▶ _TASKS FOR THIS EXERCISE_:
**a)** According to the study notes on Jim Casy, what defines the community Casy envisions, instead of guilt?
**b)** Carry on the study notes on Jim Casy from the point where they stop.

** Start of SUPPLIED TEXT **

Related Characters: Jim Casy (speaker)
Page Number: 24
Explanation and Analysis:

As Jim Casy continues talking to Tom about his struggle with his faith, he strikes a more positive note as he searches for an alternative to the strict categories of sin and virtue that he has long since decided are insufficient. He continues to make use of some of the terms and beliefs that were part of his arsenal as a preacher, but here he uses the idea of the Holy Spirit, for instance, to describe something different than the figure in the Bible. Jim Casy instead develops a notion of an all-encompassing sense of humanity, a community that all can be a part of, and a community defined by love rather than guilt. 

Chapter 8 Quotes

“I ain’t sayin’ I’m like Jesus…But I got tired like Him, an’ I got mixed up like Him, an’ I went into the wilderness like Him, without no campin’ stuff…Sometimes I’d pray like I always done. On’y I couldn’ figure what I was prayin’ to or for. There was the hills, an’ there was me, an’ we wasn’t separate no more. We was one thing. An’ that one thing was holy.”

** End of SUPPLIED TEXT **
** Start of SUPPLIED DATA **

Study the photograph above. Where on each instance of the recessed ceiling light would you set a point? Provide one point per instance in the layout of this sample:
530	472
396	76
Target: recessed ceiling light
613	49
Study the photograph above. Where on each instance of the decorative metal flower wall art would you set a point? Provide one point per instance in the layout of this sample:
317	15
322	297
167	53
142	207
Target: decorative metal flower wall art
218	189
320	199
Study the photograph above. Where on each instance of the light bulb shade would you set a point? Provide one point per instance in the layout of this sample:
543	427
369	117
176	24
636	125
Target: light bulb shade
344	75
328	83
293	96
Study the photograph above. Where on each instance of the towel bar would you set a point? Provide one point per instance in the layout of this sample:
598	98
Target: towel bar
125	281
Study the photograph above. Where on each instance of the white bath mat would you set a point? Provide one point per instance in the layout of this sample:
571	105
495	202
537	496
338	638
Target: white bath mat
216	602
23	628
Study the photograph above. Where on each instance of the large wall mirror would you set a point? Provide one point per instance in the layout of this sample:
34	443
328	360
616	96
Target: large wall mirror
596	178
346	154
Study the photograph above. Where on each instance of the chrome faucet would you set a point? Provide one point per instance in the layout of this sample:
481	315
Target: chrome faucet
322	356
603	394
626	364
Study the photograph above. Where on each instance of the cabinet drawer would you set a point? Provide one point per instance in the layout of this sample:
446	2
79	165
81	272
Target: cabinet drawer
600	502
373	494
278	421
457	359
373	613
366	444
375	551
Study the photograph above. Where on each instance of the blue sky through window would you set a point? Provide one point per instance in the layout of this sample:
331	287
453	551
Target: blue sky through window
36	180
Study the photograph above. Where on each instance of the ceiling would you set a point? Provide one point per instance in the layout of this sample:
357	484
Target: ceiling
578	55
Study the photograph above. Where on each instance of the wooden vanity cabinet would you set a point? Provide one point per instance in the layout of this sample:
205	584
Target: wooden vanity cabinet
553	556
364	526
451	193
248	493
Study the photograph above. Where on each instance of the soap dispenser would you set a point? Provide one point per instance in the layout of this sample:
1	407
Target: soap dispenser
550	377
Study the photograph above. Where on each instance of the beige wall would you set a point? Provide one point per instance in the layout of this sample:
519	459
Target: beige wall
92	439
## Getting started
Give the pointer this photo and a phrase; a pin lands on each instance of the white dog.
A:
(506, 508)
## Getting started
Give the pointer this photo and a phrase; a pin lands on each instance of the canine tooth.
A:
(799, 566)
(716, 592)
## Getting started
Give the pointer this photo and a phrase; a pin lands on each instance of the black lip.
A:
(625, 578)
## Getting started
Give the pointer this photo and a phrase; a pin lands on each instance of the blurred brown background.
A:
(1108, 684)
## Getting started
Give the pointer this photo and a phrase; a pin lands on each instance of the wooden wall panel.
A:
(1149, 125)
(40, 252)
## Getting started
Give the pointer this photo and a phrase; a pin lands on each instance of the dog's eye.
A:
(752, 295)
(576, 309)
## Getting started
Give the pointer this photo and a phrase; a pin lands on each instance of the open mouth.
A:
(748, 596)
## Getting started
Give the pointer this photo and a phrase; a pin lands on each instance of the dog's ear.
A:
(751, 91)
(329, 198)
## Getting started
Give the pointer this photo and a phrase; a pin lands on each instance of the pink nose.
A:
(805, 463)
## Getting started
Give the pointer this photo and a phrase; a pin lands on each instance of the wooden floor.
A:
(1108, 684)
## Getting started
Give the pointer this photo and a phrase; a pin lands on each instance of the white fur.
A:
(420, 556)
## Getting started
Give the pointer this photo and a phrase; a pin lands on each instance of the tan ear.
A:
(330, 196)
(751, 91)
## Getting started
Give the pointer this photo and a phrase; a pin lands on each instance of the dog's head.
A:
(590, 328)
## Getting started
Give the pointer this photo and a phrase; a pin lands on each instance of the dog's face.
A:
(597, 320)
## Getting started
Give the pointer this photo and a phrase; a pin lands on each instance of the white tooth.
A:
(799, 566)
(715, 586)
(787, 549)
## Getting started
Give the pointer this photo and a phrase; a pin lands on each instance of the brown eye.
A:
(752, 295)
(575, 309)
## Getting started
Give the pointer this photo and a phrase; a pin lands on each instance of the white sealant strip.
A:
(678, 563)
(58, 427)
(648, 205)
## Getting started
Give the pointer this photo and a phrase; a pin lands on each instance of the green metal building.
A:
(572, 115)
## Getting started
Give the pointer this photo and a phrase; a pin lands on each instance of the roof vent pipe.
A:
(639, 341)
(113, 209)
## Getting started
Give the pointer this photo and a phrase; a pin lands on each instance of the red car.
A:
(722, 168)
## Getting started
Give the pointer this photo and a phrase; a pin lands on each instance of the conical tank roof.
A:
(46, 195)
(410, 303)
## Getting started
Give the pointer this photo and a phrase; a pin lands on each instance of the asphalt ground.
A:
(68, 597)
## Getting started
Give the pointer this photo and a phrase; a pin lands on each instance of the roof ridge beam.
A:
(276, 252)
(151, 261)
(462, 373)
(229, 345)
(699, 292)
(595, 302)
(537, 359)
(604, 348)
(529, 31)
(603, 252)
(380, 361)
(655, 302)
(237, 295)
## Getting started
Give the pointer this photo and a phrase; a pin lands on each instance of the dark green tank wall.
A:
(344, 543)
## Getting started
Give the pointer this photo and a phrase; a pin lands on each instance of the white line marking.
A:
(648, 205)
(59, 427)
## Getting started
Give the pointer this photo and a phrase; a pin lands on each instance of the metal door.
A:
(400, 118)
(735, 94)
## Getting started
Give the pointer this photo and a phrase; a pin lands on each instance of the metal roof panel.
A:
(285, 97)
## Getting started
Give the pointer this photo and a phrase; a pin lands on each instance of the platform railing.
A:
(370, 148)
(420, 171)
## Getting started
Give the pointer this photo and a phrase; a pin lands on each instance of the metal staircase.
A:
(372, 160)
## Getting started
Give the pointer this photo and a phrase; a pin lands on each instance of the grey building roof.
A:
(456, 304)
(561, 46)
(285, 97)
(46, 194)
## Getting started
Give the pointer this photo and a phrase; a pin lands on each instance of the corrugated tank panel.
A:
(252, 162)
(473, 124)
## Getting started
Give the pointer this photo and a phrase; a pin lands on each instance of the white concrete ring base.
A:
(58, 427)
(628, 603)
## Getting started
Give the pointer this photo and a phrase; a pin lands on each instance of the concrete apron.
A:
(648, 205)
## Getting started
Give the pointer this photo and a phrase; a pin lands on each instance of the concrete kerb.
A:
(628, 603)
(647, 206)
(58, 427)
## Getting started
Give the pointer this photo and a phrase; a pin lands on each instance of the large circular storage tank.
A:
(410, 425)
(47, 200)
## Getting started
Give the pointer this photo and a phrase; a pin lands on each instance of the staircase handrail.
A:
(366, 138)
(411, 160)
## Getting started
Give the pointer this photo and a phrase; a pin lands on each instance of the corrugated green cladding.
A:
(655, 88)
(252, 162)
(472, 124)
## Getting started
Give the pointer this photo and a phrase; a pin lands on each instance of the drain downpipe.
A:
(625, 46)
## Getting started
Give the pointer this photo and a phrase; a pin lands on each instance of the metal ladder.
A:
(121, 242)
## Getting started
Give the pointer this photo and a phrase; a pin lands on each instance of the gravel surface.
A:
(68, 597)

** End of SUPPLIED DATA **

▶ _ANSWERS TO EACH TASK_:
**a)** Love defines it.

**b)**
Related Characters: Jim Casy (speaker)
Page Number: 81
Explanation and Analysis:

Granma has asked Casy to say grace with the family before they can begin eating. Casy's rigorous Christian belief system has long since eroded, but even as he lacks a confidence in his own faith, he still finds the structures of the religion to be a reference point that gives him a way to process how he acts and what he does. As a result, Casy's grace is rambling and sometimes confusing. He draws on the famous Bible story of Jesus going into the wilderness to pray, and being tempted by demons, to help him explain his own struggles with temptation and his own distancing from society.

Once again, however, Casy attempts to turn to an alternative to the strict catechism of Christianity, one that emphasizes community and common humanity over personal striving. This sense of community is what Casy continues to think of as "holy," even if it has little to do with traditional Christian beliefs. It is ironic but also significant that Casy uses grace - a short ritual that for most people is just something to get through before a meal - as an opportunity for real spiritual questioning.

Chapter 12 Quotes

The people in flight from the terror behind—strange things happen to them, some bitterly cruel and some so beautiful that the faith is refired forever.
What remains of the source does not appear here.